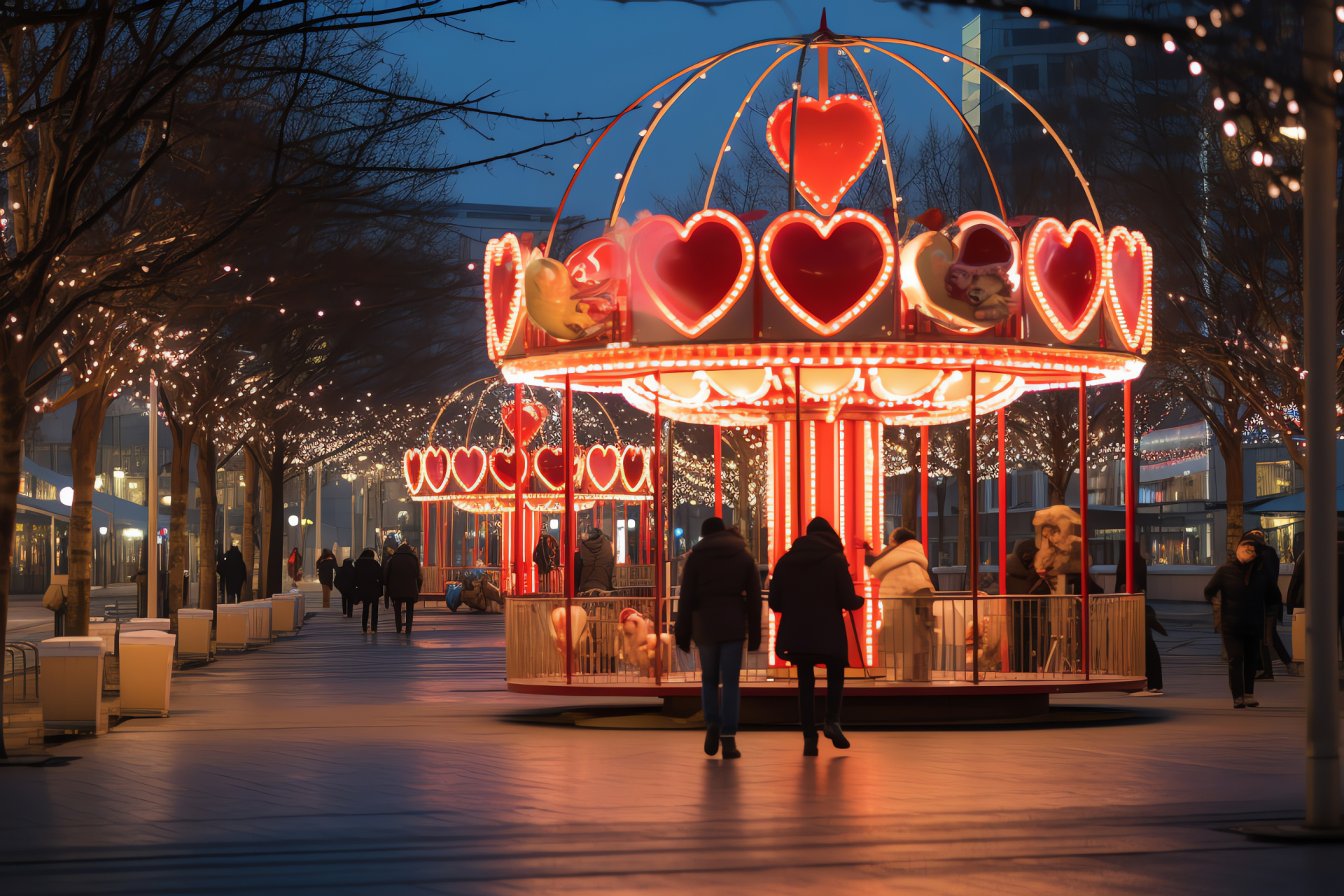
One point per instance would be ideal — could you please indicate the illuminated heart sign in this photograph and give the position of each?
(503, 469)
(534, 414)
(1065, 274)
(438, 466)
(604, 463)
(827, 273)
(838, 140)
(1128, 274)
(694, 273)
(503, 270)
(470, 468)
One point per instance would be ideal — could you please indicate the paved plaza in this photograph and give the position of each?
(339, 762)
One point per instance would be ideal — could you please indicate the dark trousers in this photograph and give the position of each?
(721, 664)
(410, 614)
(808, 690)
(1152, 662)
(1242, 660)
(1276, 644)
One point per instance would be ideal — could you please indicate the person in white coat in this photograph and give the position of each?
(907, 599)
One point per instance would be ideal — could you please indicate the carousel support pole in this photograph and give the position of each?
(568, 561)
(1082, 517)
(1129, 486)
(974, 540)
(797, 445)
(519, 547)
(718, 470)
(924, 486)
(659, 542)
(1003, 501)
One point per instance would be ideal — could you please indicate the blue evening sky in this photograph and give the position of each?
(593, 57)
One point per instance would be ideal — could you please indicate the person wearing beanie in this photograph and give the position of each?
(812, 589)
(1238, 582)
(720, 609)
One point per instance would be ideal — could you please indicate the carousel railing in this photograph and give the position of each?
(934, 638)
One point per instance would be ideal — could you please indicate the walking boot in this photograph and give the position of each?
(838, 739)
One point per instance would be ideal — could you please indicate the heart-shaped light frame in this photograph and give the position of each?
(460, 457)
(823, 229)
(683, 232)
(1138, 333)
(1032, 280)
(498, 339)
(824, 204)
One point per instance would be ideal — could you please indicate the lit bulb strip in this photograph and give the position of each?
(781, 153)
(496, 251)
(1050, 226)
(1135, 333)
(823, 229)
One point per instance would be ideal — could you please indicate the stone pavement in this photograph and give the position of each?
(337, 762)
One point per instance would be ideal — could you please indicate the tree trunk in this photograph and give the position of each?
(249, 538)
(276, 533)
(207, 460)
(84, 461)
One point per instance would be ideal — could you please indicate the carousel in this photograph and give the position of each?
(823, 327)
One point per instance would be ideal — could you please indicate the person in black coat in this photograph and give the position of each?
(812, 589)
(403, 580)
(1152, 660)
(1242, 587)
(344, 582)
(720, 609)
(369, 586)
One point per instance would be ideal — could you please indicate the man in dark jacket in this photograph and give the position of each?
(812, 589)
(1242, 618)
(402, 580)
(233, 568)
(720, 609)
(369, 586)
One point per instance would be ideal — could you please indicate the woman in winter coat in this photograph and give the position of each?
(720, 609)
(326, 570)
(812, 589)
(369, 586)
(403, 580)
(1242, 618)
(344, 582)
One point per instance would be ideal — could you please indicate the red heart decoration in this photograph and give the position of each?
(1065, 274)
(414, 468)
(534, 414)
(838, 140)
(1129, 284)
(604, 463)
(549, 465)
(470, 468)
(695, 273)
(634, 468)
(438, 465)
(503, 272)
(827, 273)
(504, 469)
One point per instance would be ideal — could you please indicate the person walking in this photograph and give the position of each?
(403, 580)
(1242, 618)
(718, 610)
(344, 582)
(326, 573)
(233, 568)
(369, 587)
(812, 589)
(1152, 659)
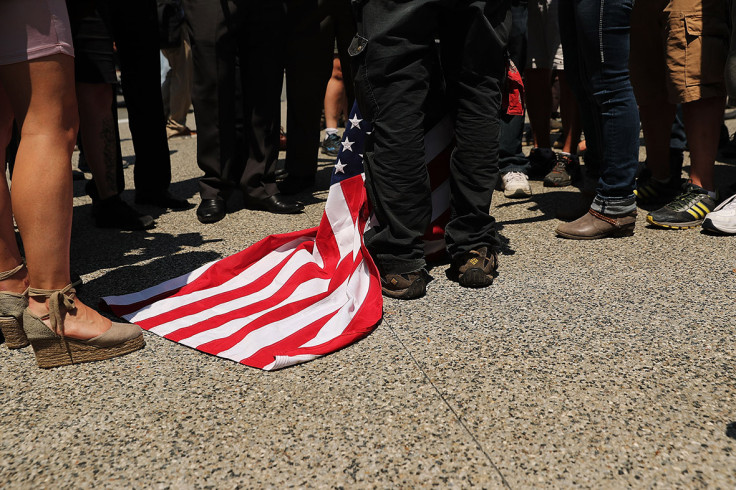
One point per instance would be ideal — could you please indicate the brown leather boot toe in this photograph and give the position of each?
(594, 225)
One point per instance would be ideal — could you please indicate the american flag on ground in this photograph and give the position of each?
(293, 297)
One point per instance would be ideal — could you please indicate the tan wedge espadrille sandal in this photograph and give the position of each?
(54, 350)
(11, 313)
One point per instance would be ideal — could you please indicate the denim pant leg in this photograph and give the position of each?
(595, 39)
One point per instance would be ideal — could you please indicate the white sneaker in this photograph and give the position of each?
(516, 184)
(723, 217)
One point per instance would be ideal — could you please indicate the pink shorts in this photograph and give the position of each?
(31, 29)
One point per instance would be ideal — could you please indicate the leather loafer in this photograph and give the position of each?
(595, 225)
(274, 204)
(211, 210)
(162, 200)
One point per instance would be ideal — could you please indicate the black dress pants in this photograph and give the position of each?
(251, 33)
(135, 30)
(397, 58)
(313, 27)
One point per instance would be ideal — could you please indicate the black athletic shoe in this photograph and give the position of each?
(411, 285)
(331, 145)
(687, 210)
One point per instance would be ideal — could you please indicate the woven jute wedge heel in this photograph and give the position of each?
(11, 313)
(54, 350)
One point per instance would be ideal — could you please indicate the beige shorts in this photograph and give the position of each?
(678, 49)
(544, 49)
(31, 29)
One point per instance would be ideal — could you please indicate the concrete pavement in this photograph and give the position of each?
(588, 364)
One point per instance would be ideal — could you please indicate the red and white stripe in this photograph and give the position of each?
(285, 300)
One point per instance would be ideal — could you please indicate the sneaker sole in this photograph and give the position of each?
(619, 233)
(708, 225)
(562, 183)
(518, 193)
(675, 226)
(475, 278)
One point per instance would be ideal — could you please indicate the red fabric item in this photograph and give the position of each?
(513, 99)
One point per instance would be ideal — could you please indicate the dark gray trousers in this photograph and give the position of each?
(397, 59)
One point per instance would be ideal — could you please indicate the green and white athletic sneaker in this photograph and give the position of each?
(687, 210)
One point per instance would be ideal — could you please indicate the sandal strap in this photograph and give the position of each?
(58, 298)
(7, 274)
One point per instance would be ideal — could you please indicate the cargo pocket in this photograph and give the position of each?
(706, 48)
(363, 90)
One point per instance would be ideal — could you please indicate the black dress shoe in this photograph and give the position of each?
(274, 204)
(211, 210)
(294, 185)
(162, 200)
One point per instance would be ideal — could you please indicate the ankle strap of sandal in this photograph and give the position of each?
(7, 274)
(58, 298)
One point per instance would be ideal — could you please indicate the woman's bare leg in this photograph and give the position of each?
(9, 253)
(41, 93)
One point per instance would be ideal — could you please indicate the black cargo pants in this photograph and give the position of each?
(395, 56)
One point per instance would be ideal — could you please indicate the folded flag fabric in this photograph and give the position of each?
(293, 297)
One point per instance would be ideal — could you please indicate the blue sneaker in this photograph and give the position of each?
(331, 145)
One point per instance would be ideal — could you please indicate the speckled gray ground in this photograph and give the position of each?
(590, 364)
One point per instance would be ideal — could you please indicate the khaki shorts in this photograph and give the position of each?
(678, 49)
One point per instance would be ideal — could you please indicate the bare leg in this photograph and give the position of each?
(571, 125)
(539, 103)
(335, 99)
(702, 120)
(42, 97)
(9, 253)
(98, 135)
(656, 122)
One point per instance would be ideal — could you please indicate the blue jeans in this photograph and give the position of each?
(595, 43)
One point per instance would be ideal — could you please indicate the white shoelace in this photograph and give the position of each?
(515, 177)
(729, 203)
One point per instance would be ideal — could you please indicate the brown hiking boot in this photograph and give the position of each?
(474, 269)
(411, 285)
(595, 225)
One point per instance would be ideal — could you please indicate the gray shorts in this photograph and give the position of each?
(543, 30)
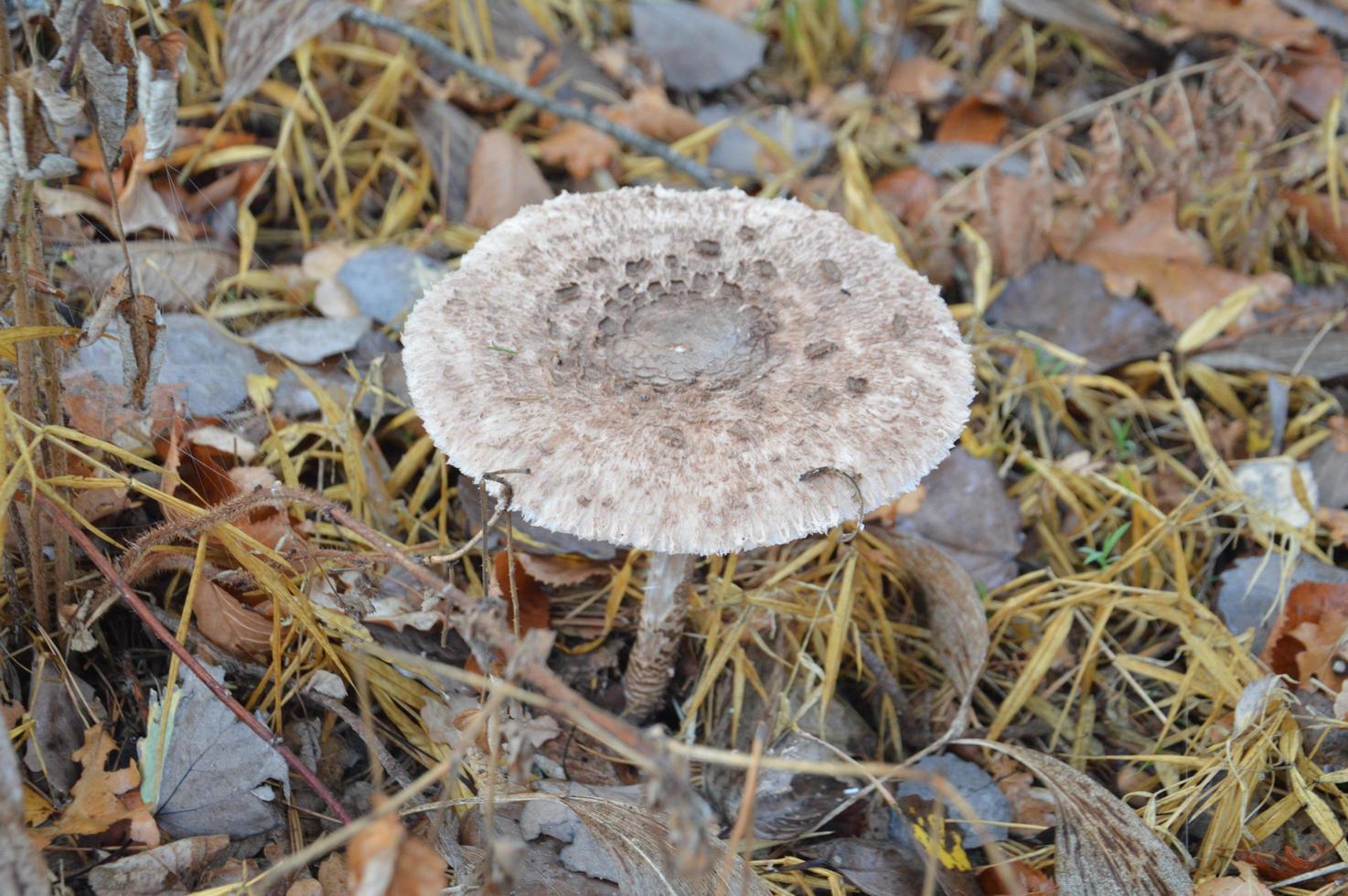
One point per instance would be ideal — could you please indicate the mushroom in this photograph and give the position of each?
(688, 373)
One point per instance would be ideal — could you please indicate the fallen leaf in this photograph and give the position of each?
(448, 138)
(1171, 264)
(259, 34)
(158, 66)
(108, 57)
(1319, 210)
(309, 340)
(502, 179)
(1024, 880)
(976, 790)
(921, 79)
(1250, 593)
(577, 147)
(168, 869)
(1262, 22)
(102, 798)
(177, 275)
(386, 281)
(1324, 357)
(1247, 884)
(1316, 74)
(876, 867)
(972, 120)
(64, 706)
(384, 859)
(696, 48)
(534, 606)
(197, 353)
(210, 775)
(1281, 488)
(907, 193)
(1304, 642)
(142, 209)
(955, 614)
(1068, 306)
(768, 139)
(650, 112)
(25, 872)
(1103, 848)
(967, 514)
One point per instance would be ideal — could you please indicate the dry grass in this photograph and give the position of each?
(1114, 666)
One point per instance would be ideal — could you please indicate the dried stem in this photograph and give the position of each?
(663, 613)
(153, 623)
(426, 43)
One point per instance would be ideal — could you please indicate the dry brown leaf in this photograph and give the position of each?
(64, 708)
(261, 34)
(177, 275)
(1317, 76)
(228, 624)
(1319, 210)
(1260, 22)
(383, 859)
(554, 569)
(1104, 849)
(164, 869)
(650, 112)
(579, 147)
(972, 120)
(158, 66)
(23, 872)
(534, 605)
(921, 79)
(102, 798)
(1307, 634)
(502, 179)
(953, 613)
(1017, 879)
(1171, 264)
(1247, 884)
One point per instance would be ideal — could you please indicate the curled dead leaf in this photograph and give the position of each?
(1104, 849)
(579, 147)
(1305, 639)
(955, 614)
(502, 179)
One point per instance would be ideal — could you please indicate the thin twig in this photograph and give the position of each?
(153, 623)
(1066, 117)
(425, 42)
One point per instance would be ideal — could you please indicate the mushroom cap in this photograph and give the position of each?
(693, 372)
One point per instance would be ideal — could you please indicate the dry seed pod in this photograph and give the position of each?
(688, 373)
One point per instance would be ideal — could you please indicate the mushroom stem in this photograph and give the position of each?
(663, 612)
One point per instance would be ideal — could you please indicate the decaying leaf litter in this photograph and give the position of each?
(1137, 213)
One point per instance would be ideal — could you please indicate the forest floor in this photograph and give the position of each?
(1100, 650)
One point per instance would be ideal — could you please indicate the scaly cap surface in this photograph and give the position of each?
(677, 368)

- - - - - - -

WHAT THIS TASK INVOLVES -
Copy the lines above from the one containing "indicate the decaying" through the last line, putting "image" in place of "photograph" and leaving everything else untouched.

FINISHED TASK -
One point per instance would be ideal — could you please indicate the decaying leaf litter in this image and give the position of each?
(1137, 213)
One point per instance would be ideal — could you please indicate the forest floor in this image and give the position of each?
(1100, 650)
One point per instance would be ideal — could you please indicate the scaly cap surface in this image and give the position of each?
(677, 368)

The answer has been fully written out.